**Work task:** Copy out all the lines of the data that hold the word "motif".

**Provided records:**
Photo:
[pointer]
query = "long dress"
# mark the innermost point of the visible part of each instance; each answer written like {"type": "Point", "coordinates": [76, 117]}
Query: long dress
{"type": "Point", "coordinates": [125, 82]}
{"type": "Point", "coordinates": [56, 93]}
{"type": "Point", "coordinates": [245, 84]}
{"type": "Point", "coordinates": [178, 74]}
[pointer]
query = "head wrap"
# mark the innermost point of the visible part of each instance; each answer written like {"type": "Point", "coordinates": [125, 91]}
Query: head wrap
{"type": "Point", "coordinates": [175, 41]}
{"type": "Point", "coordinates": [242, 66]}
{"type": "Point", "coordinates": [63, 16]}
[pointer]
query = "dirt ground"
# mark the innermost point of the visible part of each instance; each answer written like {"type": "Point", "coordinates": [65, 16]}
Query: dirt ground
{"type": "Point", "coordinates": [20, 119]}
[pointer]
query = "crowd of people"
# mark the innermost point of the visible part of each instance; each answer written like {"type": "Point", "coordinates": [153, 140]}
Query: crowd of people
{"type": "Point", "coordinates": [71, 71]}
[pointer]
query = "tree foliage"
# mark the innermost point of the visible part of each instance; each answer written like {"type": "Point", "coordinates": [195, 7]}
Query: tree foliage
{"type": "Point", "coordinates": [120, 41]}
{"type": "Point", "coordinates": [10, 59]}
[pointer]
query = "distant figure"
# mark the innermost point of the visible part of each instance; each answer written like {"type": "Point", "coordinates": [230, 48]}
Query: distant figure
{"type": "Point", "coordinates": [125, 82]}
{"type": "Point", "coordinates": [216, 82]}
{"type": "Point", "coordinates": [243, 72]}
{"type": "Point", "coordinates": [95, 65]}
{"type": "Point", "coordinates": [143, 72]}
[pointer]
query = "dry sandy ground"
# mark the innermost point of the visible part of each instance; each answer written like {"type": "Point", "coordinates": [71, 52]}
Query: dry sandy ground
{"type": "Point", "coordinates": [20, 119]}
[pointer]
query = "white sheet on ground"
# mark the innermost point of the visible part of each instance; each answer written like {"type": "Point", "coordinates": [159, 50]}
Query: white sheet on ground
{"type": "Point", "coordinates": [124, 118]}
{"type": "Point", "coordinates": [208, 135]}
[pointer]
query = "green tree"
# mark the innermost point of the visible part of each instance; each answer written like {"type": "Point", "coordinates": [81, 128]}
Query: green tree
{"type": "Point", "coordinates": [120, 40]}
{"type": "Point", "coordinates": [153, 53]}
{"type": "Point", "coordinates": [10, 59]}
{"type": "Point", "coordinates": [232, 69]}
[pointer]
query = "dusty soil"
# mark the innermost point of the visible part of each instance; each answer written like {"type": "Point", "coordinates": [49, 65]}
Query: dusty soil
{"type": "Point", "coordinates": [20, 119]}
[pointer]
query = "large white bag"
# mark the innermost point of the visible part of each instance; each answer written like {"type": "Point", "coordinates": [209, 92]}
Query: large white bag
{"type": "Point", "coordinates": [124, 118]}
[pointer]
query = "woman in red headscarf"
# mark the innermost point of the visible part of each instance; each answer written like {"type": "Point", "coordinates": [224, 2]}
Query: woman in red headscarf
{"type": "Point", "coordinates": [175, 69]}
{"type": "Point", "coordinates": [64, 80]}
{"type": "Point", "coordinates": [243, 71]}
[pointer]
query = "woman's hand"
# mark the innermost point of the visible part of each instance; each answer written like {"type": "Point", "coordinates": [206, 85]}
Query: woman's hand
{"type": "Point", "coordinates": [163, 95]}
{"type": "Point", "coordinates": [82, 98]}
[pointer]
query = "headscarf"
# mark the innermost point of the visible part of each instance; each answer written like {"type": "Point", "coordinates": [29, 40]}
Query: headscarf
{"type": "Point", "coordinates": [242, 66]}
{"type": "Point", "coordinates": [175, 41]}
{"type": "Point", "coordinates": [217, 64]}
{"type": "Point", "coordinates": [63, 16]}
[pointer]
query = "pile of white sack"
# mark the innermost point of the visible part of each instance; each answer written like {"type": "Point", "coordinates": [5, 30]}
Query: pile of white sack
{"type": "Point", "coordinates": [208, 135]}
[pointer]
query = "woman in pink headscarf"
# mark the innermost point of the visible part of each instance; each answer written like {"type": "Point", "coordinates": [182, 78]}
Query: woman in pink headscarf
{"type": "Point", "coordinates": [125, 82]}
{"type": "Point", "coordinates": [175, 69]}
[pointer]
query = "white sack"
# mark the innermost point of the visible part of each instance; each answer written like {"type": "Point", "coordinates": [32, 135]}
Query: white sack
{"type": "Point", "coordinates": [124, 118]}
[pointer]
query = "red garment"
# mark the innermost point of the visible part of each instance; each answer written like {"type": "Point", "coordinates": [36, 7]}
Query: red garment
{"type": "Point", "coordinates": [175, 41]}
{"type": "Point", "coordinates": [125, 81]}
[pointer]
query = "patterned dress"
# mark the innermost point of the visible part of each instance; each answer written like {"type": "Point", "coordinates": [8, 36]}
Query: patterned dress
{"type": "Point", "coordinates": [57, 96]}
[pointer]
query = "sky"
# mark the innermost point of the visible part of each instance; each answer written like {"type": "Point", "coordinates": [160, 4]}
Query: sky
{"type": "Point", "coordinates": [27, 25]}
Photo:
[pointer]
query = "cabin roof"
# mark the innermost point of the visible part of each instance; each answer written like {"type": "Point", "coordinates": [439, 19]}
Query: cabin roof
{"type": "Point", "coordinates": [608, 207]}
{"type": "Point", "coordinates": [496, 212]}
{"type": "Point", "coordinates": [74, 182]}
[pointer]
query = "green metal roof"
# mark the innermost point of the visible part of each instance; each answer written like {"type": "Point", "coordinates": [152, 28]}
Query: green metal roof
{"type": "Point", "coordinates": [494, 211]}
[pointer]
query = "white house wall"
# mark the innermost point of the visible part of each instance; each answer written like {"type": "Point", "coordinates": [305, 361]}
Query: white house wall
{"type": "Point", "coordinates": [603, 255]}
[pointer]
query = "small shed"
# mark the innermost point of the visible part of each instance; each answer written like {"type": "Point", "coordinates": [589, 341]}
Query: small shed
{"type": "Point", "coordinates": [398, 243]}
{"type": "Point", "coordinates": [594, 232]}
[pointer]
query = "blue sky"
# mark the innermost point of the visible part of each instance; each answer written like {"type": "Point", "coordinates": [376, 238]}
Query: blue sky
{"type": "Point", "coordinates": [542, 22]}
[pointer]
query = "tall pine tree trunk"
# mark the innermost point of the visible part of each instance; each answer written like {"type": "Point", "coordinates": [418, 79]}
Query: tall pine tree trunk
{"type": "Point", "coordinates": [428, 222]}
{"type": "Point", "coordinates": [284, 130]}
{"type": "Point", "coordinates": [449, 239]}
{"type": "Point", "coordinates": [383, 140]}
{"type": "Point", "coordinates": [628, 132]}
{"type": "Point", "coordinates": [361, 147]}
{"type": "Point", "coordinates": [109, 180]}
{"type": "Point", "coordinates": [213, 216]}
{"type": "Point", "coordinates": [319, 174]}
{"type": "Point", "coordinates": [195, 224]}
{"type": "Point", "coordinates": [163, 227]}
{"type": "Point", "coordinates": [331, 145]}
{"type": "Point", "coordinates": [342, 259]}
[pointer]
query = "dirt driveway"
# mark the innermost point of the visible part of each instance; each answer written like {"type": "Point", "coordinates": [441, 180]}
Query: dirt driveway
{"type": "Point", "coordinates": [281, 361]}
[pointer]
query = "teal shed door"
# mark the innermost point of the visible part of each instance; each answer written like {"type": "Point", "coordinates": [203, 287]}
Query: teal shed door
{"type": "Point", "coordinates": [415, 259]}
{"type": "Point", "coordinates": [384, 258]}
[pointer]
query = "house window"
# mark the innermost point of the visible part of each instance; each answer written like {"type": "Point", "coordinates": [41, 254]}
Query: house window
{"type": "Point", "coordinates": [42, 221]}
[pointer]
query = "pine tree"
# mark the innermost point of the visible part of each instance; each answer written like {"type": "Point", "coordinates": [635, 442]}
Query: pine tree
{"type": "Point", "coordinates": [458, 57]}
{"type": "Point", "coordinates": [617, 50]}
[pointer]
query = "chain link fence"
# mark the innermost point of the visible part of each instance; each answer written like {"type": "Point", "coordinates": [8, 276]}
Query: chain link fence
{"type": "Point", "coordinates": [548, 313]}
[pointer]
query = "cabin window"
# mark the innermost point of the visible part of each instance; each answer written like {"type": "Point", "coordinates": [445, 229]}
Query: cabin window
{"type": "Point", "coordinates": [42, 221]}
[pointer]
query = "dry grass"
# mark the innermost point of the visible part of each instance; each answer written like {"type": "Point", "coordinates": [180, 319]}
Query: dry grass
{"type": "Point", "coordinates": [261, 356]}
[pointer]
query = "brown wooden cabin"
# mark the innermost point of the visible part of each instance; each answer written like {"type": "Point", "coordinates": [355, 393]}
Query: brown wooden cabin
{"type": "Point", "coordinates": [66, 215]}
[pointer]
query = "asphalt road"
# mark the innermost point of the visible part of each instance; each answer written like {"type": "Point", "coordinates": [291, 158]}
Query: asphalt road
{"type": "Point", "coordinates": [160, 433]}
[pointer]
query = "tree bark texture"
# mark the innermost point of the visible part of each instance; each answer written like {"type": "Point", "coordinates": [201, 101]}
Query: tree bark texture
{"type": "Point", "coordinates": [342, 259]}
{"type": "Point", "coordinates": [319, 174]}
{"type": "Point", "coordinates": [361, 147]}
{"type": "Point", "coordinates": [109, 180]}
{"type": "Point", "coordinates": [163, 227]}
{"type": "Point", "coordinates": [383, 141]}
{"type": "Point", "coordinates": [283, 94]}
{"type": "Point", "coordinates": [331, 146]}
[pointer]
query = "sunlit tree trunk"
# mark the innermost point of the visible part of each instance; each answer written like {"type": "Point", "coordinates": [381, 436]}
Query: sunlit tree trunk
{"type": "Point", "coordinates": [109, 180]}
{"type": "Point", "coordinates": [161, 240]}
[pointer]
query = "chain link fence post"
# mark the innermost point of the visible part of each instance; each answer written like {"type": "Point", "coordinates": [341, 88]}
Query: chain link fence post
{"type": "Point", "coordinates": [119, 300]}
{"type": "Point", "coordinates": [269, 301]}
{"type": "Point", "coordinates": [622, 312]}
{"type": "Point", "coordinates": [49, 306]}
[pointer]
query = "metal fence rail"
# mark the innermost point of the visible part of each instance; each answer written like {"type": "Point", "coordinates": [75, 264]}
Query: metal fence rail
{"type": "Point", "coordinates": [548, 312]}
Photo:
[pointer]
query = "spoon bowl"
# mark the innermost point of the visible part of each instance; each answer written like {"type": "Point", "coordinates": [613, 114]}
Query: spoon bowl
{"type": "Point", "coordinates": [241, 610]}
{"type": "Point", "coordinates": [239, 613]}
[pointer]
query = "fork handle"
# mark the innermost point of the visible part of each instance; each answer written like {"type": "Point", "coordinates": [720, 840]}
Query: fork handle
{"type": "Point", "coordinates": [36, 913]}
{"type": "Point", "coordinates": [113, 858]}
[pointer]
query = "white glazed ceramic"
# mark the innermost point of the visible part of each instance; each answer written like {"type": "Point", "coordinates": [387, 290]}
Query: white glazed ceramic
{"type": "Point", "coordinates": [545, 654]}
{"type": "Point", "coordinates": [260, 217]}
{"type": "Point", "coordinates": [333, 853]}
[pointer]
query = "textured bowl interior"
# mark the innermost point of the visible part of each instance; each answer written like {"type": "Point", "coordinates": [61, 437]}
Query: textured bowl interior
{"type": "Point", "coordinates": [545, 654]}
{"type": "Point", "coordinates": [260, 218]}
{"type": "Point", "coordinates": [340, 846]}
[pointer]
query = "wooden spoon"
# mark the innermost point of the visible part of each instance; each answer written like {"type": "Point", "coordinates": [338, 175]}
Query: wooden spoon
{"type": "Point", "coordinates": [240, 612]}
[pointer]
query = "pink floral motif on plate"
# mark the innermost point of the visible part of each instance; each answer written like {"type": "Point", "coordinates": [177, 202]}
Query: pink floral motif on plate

**Exercise result:**
query = "pink floral motif on plate"
Query: pink floral motif on plate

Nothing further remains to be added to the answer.